«Irritiert und enttäuscht»

  19.09.2017 Gesundheitswesen, Kanton, Saanenland, Saanen, Zweisimmen

Die Gesundheits- und Fürsorgedirektion (GEF) hat am vergangenen Freitag die Ablehnung des finanziellen Beitrags an die Spital STS AG kommuniziert. Die Spital STS AG ist «irritiert und enttäuscht», wie sie in der Medienmitteilung schreibt. Saanen bedauert den Entscheid, Zweisimmen ist bestürzt und die IG Spitalversorgung Simmental-Obersimmental fordert transparente Zahlen.

BLANCA BURRI
Im vergangenen Februar reichte die Spital STS AG beim Kanton ein Gesuch um eine jährliche Unterstützung von 3,4 Mio. Franken ein. Der Betrag sollte für den nachhaltigen Betrieb des Spitals in Zweisimmen verwendet werden. Aus der Sicht der STS AG müssten die Vorhalteleistungen von der öffentlichen Hand finanziert werden, um den nachhaltigen Betrieb des versorgungsnotwendigen Spitals Zweisimmen mit dem vorgeschriebenen Basispaket sicherzustellen. Der Verwaltunsrat machte geltend, dass der Standort Zweisimmen nicht kostendeckend betrieben werden könne und das entsprechende Betriebsdefizit, das seit Jahren anfalle, die Entwicklung des Hauptstandorts in Thun gefährde. Dieses Gesuch lehnte das GEF nun mit folgender Begründung ab: «Die Kosten müssen über den mit den Krankenversicherern ausgehandelten Tarif abgedeckt werden.» Weiter gebe es zu viele offene Fragen. Wenn diese beantwortet würden und die Tarife neu ausgehandelt worden seien, könne ein weiteres Gesuch geprüft werden.

:: Einträge ::
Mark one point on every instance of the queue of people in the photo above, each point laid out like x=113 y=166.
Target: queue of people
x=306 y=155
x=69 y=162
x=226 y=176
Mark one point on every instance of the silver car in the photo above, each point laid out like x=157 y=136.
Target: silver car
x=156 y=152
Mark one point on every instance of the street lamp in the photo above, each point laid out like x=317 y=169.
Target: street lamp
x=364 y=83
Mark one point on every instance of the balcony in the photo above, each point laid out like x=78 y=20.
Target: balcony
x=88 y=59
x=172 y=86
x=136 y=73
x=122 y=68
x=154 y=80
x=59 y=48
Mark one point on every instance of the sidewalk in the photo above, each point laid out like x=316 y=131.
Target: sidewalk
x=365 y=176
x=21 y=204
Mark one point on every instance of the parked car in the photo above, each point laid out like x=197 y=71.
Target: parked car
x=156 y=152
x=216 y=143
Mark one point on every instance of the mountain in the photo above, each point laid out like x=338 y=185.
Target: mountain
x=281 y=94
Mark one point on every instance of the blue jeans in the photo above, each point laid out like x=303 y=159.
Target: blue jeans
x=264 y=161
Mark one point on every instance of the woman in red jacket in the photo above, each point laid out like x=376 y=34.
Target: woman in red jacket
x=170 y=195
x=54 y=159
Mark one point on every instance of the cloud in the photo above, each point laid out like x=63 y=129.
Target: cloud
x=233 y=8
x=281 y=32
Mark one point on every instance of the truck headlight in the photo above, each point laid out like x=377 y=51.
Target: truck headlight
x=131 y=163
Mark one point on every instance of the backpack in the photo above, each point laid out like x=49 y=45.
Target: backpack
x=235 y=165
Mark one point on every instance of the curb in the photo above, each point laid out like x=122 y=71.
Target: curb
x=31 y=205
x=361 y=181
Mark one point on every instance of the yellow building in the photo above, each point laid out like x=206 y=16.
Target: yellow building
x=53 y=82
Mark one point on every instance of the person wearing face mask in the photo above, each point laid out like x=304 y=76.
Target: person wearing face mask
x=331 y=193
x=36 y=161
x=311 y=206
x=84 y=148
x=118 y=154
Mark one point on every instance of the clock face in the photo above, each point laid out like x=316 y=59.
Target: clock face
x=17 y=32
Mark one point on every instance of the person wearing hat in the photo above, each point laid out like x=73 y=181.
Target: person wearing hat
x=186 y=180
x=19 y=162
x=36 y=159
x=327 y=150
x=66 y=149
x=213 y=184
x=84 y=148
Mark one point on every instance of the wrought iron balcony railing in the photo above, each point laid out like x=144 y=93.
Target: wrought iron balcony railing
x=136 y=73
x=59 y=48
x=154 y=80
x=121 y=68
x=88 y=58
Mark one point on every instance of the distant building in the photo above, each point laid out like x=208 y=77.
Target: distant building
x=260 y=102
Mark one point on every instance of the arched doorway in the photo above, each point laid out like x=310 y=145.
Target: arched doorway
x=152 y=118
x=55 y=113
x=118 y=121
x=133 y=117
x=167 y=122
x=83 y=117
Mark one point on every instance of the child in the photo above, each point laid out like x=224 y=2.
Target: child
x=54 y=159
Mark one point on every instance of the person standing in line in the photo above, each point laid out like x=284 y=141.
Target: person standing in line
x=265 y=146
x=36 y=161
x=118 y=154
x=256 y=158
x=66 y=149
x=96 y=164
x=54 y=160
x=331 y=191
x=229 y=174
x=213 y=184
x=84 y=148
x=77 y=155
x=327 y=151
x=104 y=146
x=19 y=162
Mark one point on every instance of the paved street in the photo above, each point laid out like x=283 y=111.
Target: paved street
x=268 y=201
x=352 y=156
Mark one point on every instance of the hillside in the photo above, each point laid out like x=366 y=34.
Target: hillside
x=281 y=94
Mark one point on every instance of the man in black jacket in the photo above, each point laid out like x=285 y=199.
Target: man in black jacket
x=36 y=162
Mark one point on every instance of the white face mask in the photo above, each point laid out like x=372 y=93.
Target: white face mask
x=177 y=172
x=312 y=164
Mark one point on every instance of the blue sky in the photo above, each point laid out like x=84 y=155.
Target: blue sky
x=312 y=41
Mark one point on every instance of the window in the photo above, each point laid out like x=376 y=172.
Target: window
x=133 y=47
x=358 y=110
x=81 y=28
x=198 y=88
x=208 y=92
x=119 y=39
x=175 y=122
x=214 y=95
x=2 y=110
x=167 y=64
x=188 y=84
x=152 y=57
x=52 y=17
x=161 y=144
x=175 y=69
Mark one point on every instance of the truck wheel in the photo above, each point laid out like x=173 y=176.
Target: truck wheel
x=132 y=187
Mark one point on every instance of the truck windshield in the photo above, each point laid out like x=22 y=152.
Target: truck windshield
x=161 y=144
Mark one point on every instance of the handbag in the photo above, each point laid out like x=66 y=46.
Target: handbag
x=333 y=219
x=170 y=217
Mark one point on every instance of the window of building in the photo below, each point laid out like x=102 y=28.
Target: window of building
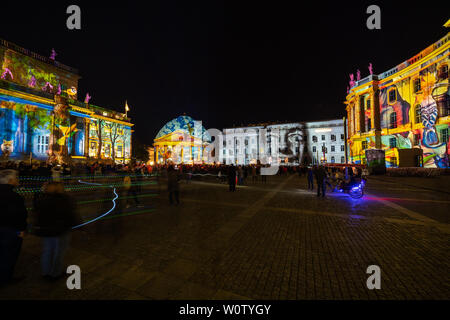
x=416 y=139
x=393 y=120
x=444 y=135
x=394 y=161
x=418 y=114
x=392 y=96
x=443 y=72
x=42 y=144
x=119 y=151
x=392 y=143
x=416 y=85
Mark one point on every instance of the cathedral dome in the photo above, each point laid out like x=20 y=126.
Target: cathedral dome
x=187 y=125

--

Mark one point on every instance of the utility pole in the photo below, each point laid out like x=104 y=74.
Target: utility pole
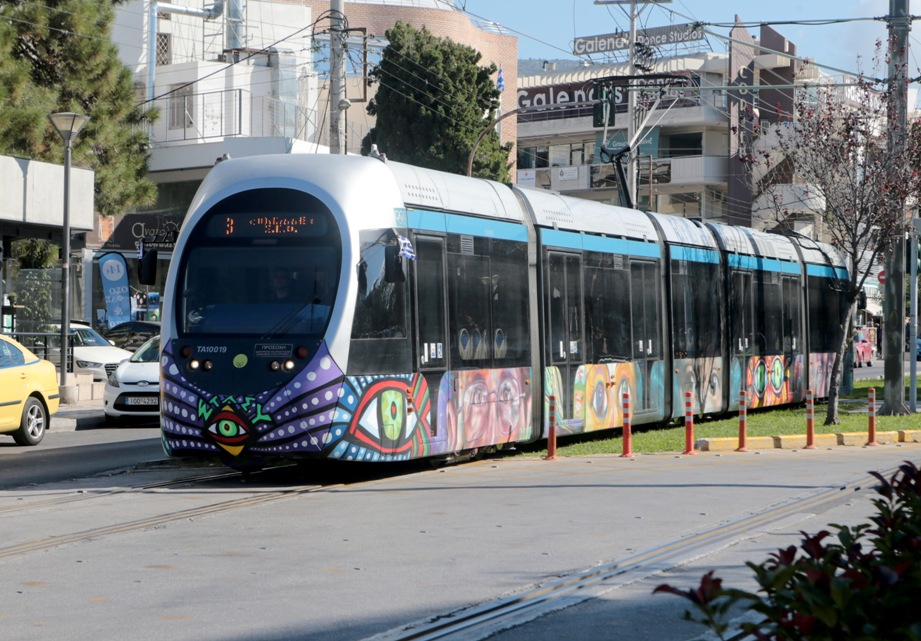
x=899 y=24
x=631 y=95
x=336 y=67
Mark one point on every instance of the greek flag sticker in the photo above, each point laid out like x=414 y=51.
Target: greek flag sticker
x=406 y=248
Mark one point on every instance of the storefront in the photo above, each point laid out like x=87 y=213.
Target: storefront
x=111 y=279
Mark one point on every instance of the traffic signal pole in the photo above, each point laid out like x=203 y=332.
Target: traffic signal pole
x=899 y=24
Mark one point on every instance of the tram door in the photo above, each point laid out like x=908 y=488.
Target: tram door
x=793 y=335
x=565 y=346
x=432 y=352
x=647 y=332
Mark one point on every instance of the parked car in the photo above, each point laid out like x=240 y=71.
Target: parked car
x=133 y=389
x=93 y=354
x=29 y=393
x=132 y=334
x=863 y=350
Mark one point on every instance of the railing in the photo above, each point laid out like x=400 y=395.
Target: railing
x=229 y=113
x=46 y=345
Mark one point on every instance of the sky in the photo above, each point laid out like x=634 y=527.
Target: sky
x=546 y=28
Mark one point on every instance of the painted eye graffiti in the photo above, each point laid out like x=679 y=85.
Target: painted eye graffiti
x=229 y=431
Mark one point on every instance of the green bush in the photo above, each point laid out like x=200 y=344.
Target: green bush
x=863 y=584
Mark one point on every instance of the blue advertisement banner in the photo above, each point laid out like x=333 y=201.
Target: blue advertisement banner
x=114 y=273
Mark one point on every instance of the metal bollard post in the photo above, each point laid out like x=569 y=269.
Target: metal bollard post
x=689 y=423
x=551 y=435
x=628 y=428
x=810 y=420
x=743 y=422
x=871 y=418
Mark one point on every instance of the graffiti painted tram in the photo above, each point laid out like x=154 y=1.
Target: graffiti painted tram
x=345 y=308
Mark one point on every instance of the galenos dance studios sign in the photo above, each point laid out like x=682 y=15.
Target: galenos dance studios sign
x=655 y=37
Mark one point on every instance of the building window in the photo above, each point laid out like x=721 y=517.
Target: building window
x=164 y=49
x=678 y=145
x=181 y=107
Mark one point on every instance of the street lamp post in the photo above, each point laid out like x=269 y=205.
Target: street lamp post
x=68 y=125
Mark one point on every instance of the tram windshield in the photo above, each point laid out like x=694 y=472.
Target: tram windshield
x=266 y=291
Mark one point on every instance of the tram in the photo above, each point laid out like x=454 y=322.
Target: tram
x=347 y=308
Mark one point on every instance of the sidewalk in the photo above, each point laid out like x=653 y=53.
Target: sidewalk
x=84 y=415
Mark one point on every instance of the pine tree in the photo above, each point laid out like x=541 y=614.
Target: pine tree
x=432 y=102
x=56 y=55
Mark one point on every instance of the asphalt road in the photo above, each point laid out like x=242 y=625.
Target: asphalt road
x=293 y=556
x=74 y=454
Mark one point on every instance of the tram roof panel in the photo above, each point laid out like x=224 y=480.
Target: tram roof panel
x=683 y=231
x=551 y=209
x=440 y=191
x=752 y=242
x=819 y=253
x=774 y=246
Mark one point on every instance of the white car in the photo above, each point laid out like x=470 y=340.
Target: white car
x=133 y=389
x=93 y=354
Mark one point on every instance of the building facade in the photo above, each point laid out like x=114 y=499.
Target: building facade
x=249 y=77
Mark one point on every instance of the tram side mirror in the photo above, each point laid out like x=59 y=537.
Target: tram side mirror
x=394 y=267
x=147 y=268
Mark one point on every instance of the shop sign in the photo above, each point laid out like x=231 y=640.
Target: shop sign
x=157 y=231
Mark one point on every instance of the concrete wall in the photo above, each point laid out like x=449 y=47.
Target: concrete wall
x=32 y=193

* * *

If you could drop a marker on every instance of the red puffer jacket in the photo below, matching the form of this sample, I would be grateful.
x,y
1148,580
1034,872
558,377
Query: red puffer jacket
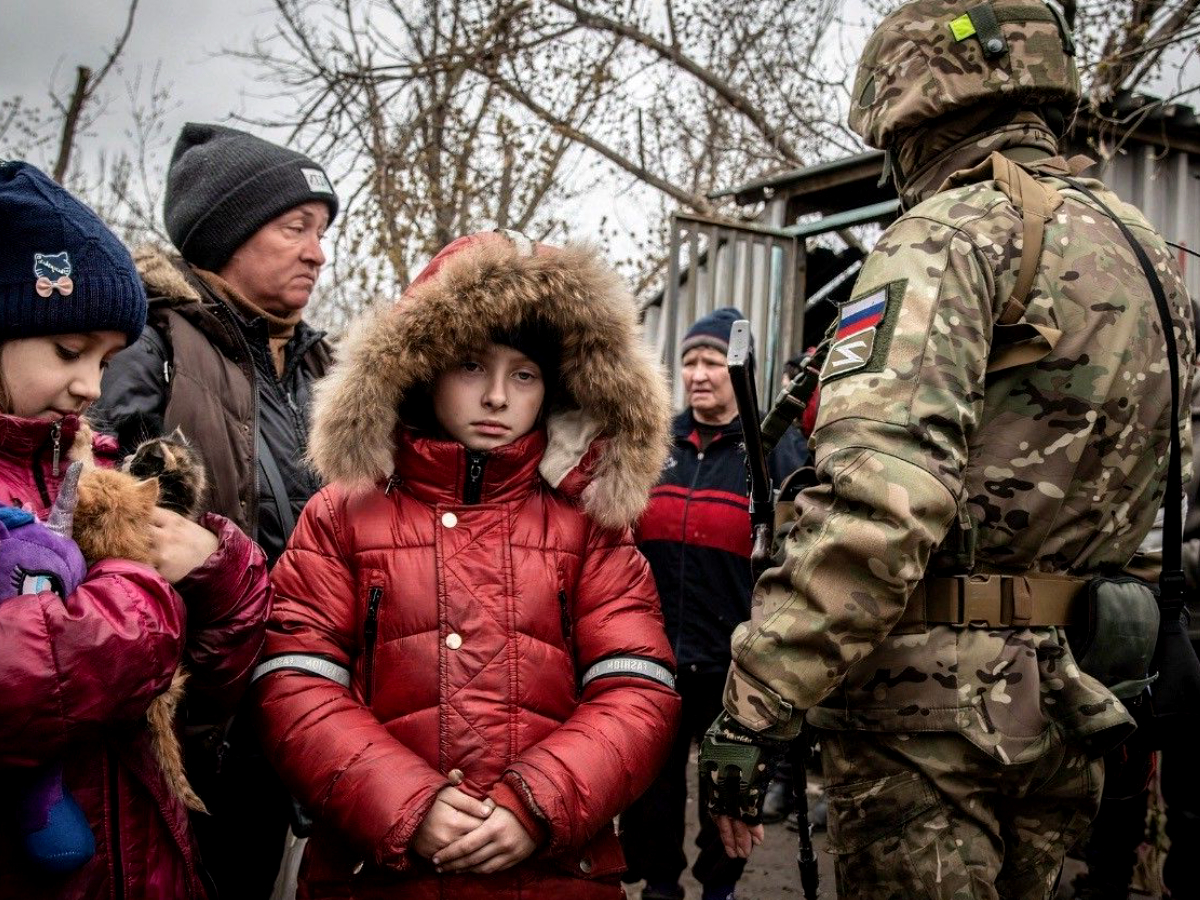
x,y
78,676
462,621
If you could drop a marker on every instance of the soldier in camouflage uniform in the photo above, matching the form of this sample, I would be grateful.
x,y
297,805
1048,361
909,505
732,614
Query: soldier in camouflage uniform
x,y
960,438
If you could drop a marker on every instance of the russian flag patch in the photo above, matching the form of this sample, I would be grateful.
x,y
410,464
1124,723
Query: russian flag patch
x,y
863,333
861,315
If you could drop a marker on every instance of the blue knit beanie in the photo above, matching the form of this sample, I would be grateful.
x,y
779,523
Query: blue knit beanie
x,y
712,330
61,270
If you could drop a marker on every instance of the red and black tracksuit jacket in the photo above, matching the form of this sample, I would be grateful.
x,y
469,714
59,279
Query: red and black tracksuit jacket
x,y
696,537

:: Aufgaben ::
1. Gib aus dem Artikel über das Spital Zweisimmen den Abschnitt wortgetreu wieder, der bei den Worten „Die Gesundheits- und“ einsetzt und nach „fordert transparente Zahlen.“ endet.
2. Liste bitte jede Zeile der Einträge auf, die die Zeichenfolge „paved“ enthält, und achte dabei auf Groß- und Kleinschreibung.

:: Ergebnisse je Aufgabe ::
1.
Die Gesundheits- und Fürsorgedirektion (GEF) hat am vergangenen Freitag die Ablehnung des finanziellen Beitrags an die Spital STS AG kommuniziert. Die Spital STS AG ist «irritiert und enttäuscht», wie sie in der Medienmitteilung schreibt. Saanen bedauert den Entscheid, Zweisimmen ist bestürzt und die IG Spitalversorgung Simmental-Obersimmental fordert transparente Zahlen.

2.
Mark one point on every instance of the paved street in the photo above, each point laid out like x=283 y=111.
Target: paved street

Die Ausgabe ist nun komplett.